Entries taken from a collection

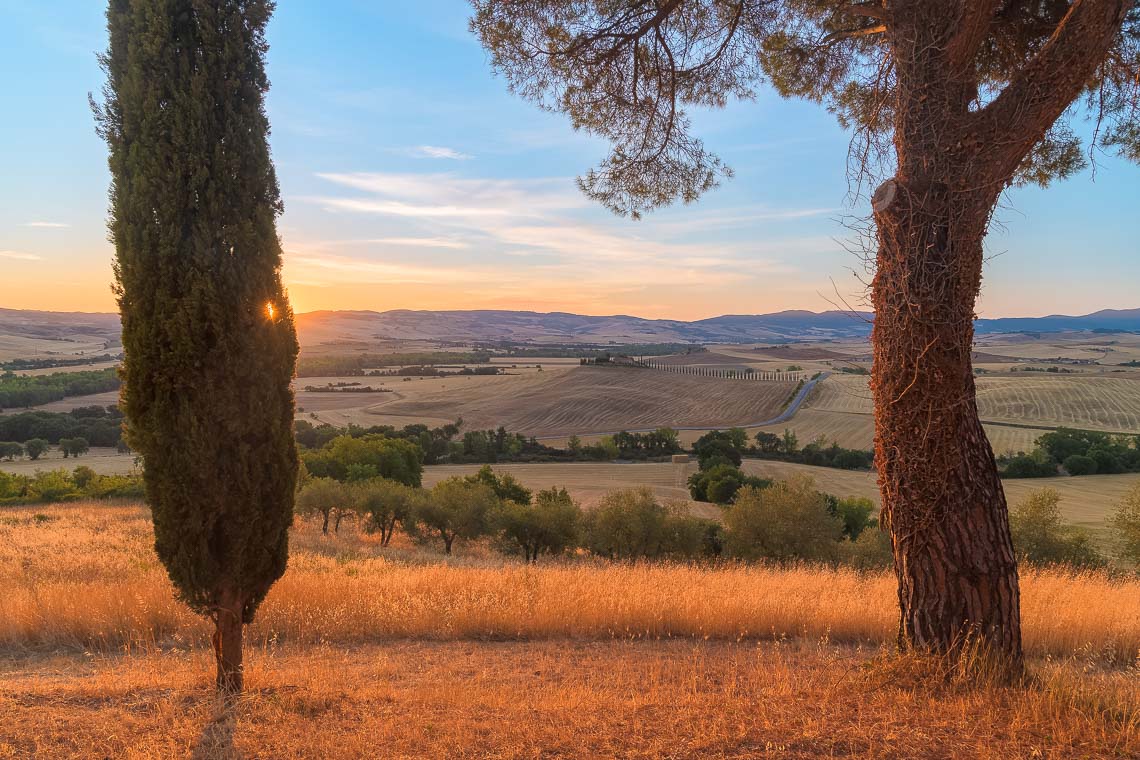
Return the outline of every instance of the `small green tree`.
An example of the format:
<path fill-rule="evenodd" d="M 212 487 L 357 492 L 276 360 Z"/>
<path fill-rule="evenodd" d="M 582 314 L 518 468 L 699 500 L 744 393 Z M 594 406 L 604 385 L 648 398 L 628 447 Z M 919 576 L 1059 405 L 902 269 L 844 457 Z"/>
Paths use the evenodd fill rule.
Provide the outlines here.
<path fill-rule="evenodd" d="M 581 520 L 582 509 L 566 489 L 549 488 L 538 492 L 533 505 L 503 502 L 493 524 L 527 562 L 536 562 L 540 554 L 558 555 L 574 546 Z"/>
<path fill-rule="evenodd" d="M 485 483 L 448 478 L 436 483 L 404 526 L 420 538 L 425 534 L 438 535 L 443 541 L 443 553 L 450 555 L 455 539 L 471 540 L 486 535 L 491 513 L 498 504 L 495 492 Z"/>
<path fill-rule="evenodd" d="M 90 467 L 76 467 L 71 473 L 71 479 L 75 482 L 76 488 L 81 491 L 86 490 L 98 477 Z"/>
<path fill-rule="evenodd" d="M 9 462 L 24 456 L 24 445 L 15 441 L 0 441 L 0 459 Z"/>
<path fill-rule="evenodd" d="M 64 459 L 67 459 L 69 456 L 78 459 L 90 451 L 91 446 L 87 443 L 86 438 L 60 438 L 59 449 L 63 452 Z"/>
<path fill-rule="evenodd" d="M 741 559 L 831 560 L 843 536 L 843 522 L 807 477 L 742 488 L 724 527 L 725 552 Z"/>
<path fill-rule="evenodd" d="M 1134 486 L 1108 518 L 1116 542 L 1117 555 L 1125 562 L 1140 565 L 1140 485 Z"/>
<path fill-rule="evenodd" d="M 1084 454 L 1070 454 L 1061 466 L 1070 475 L 1096 475 L 1097 472 L 1097 461 Z"/>
<path fill-rule="evenodd" d="M 843 535 L 852 541 L 858 540 L 864 530 L 879 522 L 871 516 L 875 512 L 875 502 L 866 497 L 849 496 L 829 500 L 828 507 L 832 514 L 843 521 Z"/>
<path fill-rule="evenodd" d="M 47 453 L 51 445 L 43 438 L 33 438 L 30 441 L 24 441 L 24 451 L 28 454 L 28 459 L 33 462 Z"/>
<path fill-rule="evenodd" d="M 352 498 L 355 508 L 368 516 L 366 530 L 379 531 L 380 545 L 387 546 L 396 531 L 423 499 L 423 492 L 387 478 L 374 478 L 357 483 Z"/>
<path fill-rule="evenodd" d="M 500 501 L 513 501 L 518 504 L 530 504 L 531 492 L 522 483 L 515 480 L 509 472 L 496 475 L 491 465 L 485 464 L 479 472 L 467 478 L 472 483 L 482 483 L 495 492 Z"/>
<path fill-rule="evenodd" d="M 656 557 L 666 541 L 668 517 L 650 488 L 610 491 L 585 515 L 586 548 L 611 559 Z"/>
<path fill-rule="evenodd" d="M 329 522 L 335 519 L 334 531 L 340 521 L 351 513 L 353 497 L 348 488 L 332 478 L 312 478 L 297 494 L 297 511 L 302 515 L 320 515 L 321 533 L 328 534 Z"/>
<path fill-rule="evenodd" d="M 1052 488 L 1033 491 L 1014 505 L 1009 526 L 1013 548 L 1026 561 L 1076 567 L 1104 564 L 1089 534 L 1064 523 L 1061 496 Z"/>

_What to work on_
Without including any pictures, output each entry above exactly as it appears.

_Exercise response_
Return the outline of every instance of the `small green tree`.
An example of the format:
<path fill-rule="evenodd" d="M 212 487 L 357 492 L 276 360 Z"/>
<path fill-rule="evenodd" d="M 582 314 L 518 468 L 699 500 L 744 393 Z M 594 406 L 604 385 L 648 398 L 628 447 Z M 919 576 L 1059 405 L 902 269 L 844 457 Z"/>
Paths use the evenodd fill rule.
Provide the outlines here.
<path fill-rule="evenodd" d="M 581 520 L 582 509 L 566 489 L 549 488 L 538 492 L 533 505 L 503 502 L 493 524 L 527 562 L 536 562 L 540 554 L 558 555 L 574 546 Z"/>
<path fill-rule="evenodd" d="M 485 483 L 448 478 L 436 483 L 404 526 L 420 538 L 425 534 L 438 535 L 443 541 L 443 553 L 450 555 L 455 539 L 471 540 L 486 535 L 491 513 L 498 504 L 495 492 Z"/>
<path fill-rule="evenodd" d="M 90 467 L 76 467 L 71 473 L 71 479 L 75 482 L 76 488 L 81 491 L 86 490 L 98 477 Z"/>
<path fill-rule="evenodd" d="M 9 462 L 24 456 L 24 445 L 15 441 L 0 441 L 0 459 Z"/>
<path fill-rule="evenodd" d="M 64 459 L 67 459 L 69 456 L 78 459 L 90 451 L 91 446 L 87 443 L 86 438 L 60 438 L 59 449 L 63 452 Z"/>
<path fill-rule="evenodd" d="M 741 559 L 831 560 L 843 536 L 843 522 L 807 477 L 742 488 L 724 527 L 725 552 Z"/>
<path fill-rule="evenodd" d="M 1134 486 L 1108 518 L 1116 542 L 1117 555 L 1125 562 L 1140 565 L 1140 485 Z"/>
<path fill-rule="evenodd" d="M 1084 454 L 1070 454 L 1061 466 L 1070 475 L 1096 475 L 1097 472 L 1097 461 Z"/>
<path fill-rule="evenodd" d="M 843 535 L 852 541 L 858 540 L 864 530 L 879 522 L 871 516 L 875 512 L 875 502 L 866 497 L 849 496 L 829 500 L 828 507 L 832 514 L 843 521 Z"/>
<path fill-rule="evenodd" d="M 47 453 L 51 445 L 43 438 L 33 438 L 30 441 L 24 441 L 24 451 L 28 454 L 28 459 L 33 462 Z"/>
<path fill-rule="evenodd" d="M 352 498 L 355 508 L 368 516 L 366 530 L 379 531 L 380 545 L 387 546 L 396 531 L 423 499 L 423 492 L 387 478 L 374 478 L 357 483 Z"/>
<path fill-rule="evenodd" d="M 500 501 L 513 501 L 518 504 L 530 504 L 531 492 L 522 483 L 515 480 L 509 472 L 496 475 L 491 465 L 485 464 L 479 472 L 467 478 L 472 483 L 482 483 L 495 492 Z"/>
<path fill-rule="evenodd" d="M 656 557 L 666 541 L 668 517 L 650 488 L 610 491 L 585 515 L 586 548 L 611 559 Z"/>
<path fill-rule="evenodd" d="M 329 522 L 335 519 L 334 531 L 340 521 L 351 513 L 353 497 L 348 488 L 332 478 L 312 478 L 297 494 L 297 511 L 302 515 L 320 515 L 321 533 L 328 534 Z"/>
<path fill-rule="evenodd" d="M 1052 488 L 1033 491 L 1014 505 L 1009 526 L 1013 548 L 1026 561 L 1076 567 L 1104 564 L 1089 534 L 1064 523 L 1061 496 Z"/>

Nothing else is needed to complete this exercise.